**PROMPT:** Keep the images out while you set down the data exactly.

**INFORMATION SUPPLIED:**
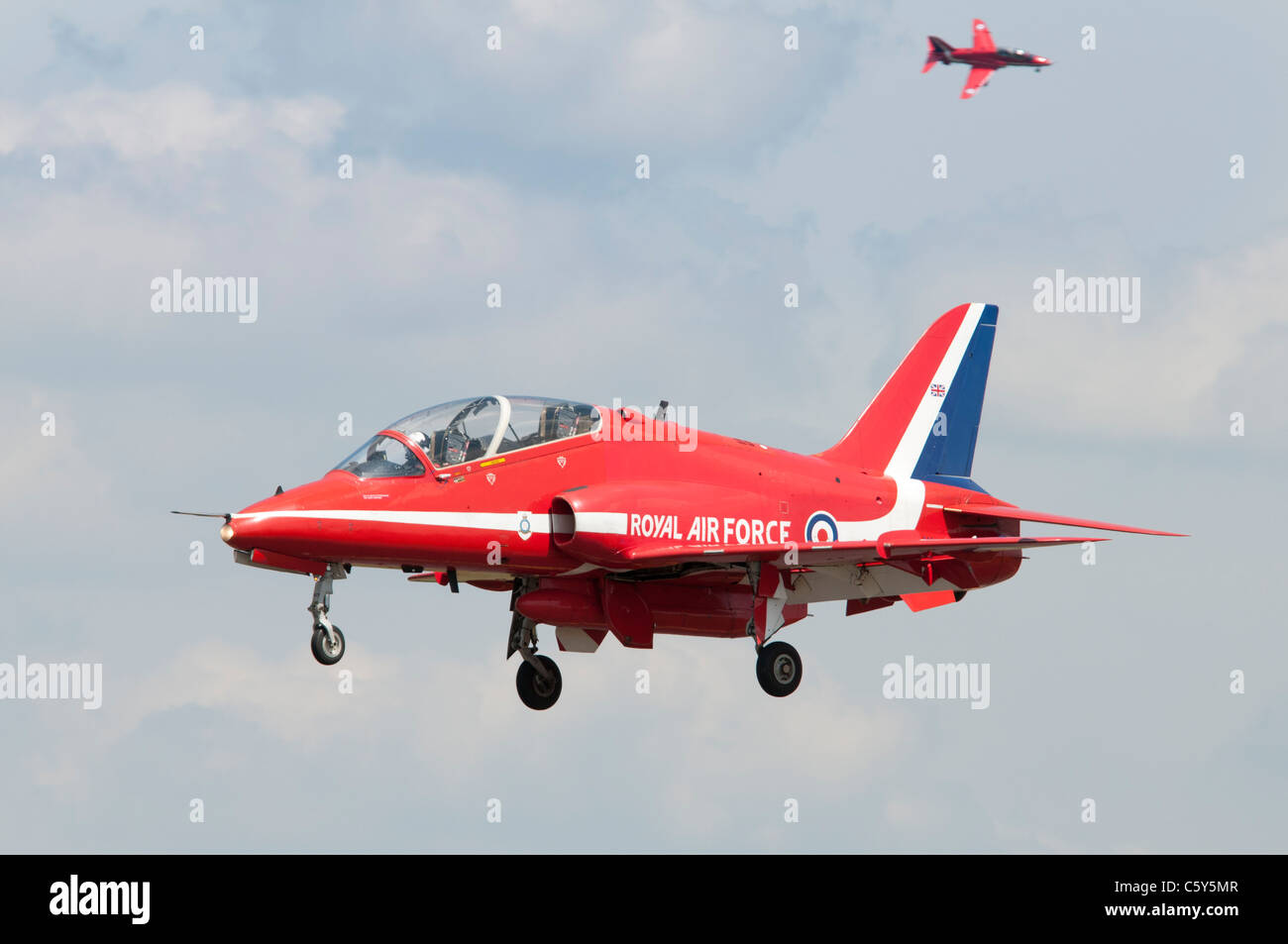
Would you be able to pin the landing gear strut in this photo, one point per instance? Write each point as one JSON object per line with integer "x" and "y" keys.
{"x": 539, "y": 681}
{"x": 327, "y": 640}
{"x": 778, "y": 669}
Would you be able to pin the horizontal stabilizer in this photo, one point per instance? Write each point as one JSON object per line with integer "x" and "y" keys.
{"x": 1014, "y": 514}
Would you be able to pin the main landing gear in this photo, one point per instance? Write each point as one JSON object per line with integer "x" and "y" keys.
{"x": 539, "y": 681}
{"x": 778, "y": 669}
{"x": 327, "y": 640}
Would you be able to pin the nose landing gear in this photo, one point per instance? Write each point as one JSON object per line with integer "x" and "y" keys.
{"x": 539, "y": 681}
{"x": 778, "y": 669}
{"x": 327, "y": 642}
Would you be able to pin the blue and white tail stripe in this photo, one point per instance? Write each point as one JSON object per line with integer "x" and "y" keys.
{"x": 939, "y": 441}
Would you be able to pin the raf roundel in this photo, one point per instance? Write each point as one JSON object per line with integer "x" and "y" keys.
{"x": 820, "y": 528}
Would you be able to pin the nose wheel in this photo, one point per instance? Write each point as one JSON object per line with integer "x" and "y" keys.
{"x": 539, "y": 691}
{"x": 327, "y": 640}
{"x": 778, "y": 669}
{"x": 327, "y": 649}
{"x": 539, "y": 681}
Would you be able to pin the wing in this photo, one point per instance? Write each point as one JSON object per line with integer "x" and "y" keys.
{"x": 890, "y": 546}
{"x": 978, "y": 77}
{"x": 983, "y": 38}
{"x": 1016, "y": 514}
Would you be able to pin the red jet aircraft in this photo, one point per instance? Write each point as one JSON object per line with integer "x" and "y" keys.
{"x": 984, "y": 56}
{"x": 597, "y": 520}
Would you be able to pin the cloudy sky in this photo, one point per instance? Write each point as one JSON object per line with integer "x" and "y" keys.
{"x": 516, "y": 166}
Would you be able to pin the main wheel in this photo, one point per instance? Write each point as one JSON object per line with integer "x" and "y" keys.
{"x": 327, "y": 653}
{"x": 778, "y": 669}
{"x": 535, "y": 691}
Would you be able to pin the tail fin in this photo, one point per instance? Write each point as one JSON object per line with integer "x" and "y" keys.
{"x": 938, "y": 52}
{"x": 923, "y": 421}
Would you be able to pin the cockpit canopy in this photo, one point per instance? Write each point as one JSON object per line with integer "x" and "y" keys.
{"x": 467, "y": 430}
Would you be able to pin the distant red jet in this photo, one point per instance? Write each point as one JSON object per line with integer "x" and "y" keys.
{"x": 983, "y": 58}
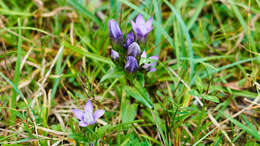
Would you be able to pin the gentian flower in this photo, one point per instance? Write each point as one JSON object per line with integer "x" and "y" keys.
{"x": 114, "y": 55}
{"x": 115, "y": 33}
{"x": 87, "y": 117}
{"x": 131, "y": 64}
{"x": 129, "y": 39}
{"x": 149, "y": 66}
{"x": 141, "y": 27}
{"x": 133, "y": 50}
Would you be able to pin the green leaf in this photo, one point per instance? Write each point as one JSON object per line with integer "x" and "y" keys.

**REPLY:**
Would you be able to pin the landing gear strut in this photo, one point per instance? Write each point as one JSON object per line with integer "x" and "y" keys.
{"x": 539, "y": 681}
{"x": 327, "y": 640}
{"x": 778, "y": 669}
Would you be able to pin the horizontal stabilizer in this photo, one point per instance? Write each point as one JSON object per line with integer "x" and "y" keys.
{"x": 1014, "y": 514}
Would you be able to pin the main landing gear in this photo, one point per instance? Write each point as one JSON object per line with integer "x" and "y" keys.
{"x": 539, "y": 681}
{"x": 778, "y": 669}
{"x": 327, "y": 640}
Would you be able to pin the nose landing gear in this photo, one point per instance? Write each point as one JSON object per line with integer "x" and "y" keys.
{"x": 539, "y": 681}
{"x": 778, "y": 669}
{"x": 327, "y": 642}
Would you be able to pin the blue and white tail stripe in this photo, one point per instance? Write each point as one JSON object per line with integer "x" and "y" keys.
{"x": 939, "y": 441}
Would you be able to pin the raf roundel in this photo, one point per instance? Write each point as one JSON object per line with integer "x" and "y" keys.
{"x": 820, "y": 528}
Would you be able to pin the nose wheel in this photo, one point per instance? Write each point as one JSON object per line with integer "x" and "y" keys.
{"x": 539, "y": 691}
{"x": 327, "y": 640}
{"x": 778, "y": 669}
{"x": 327, "y": 649}
{"x": 539, "y": 681}
Would you be able to pin the wing in this photo, one point per instance? Write each point as one JSON object per line with integer "x" and "y" keys.
{"x": 890, "y": 546}
{"x": 978, "y": 77}
{"x": 983, "y": 38}
{"x": 1016, "y": 514}
Would you be able to pin the red jet aircraft in this photo, one point per instance? Write each point as one JSON object per line with integer "x" and "y" keys.
{"x": 984, "y": 56}
{"x": 597, "y": 520}
Would you be able to pin the cloudy sky in this photo, one point per instance? Write each point as one JSON object per line with integer "x" and "y" keys.
{"x": 516, "y": 166}
Would you be able to pin the main wheel in this photo, one point per instance? Write each point as one JSON object per line with integer "x" and "y" keys.
{"x": 327, "y": 653}
{"x": 778, "y": 669}
{"x": 535, "y": 691}
Would you be able to pin the tail fin in this photo, one point per instance? Write each point as one JSON object per line with integer "x" and "y" keys.
{"x": 938, "y": 52}
{"x": 923, "y": 421}
Would you be able to pin the cockpit canopy in this photo, one point per instance? Write each point as one JSON object per line with integer "x" and "y" keys.
{"x": 467, "y": 430}
Would you be able to pin the distant red jet in this photo, one point per instance? Write each point as one JSON object per line with integer "x" and "y" keys.
{"x": 983, "y": 58}
Would you be able to pin the gentian flower in this photo, one point per instance? Write each point as one JSON object per line with integer "x" and "y" keys.
{"x": 114, "y": 55}
{"x": 115, "y": 33}
{"x": 87, "y": 117}
{"x": 131, "y": 64}
{"x": 129, "y": 39}
{"x": 149, "y": 66}
{"x": 141, "y": 27}
{"x": 133, "y": 50}
Would you be able to pin the green leaf in this photo, one point per instance? Write each point as one JSON object per line with integer "x" and "y" keys.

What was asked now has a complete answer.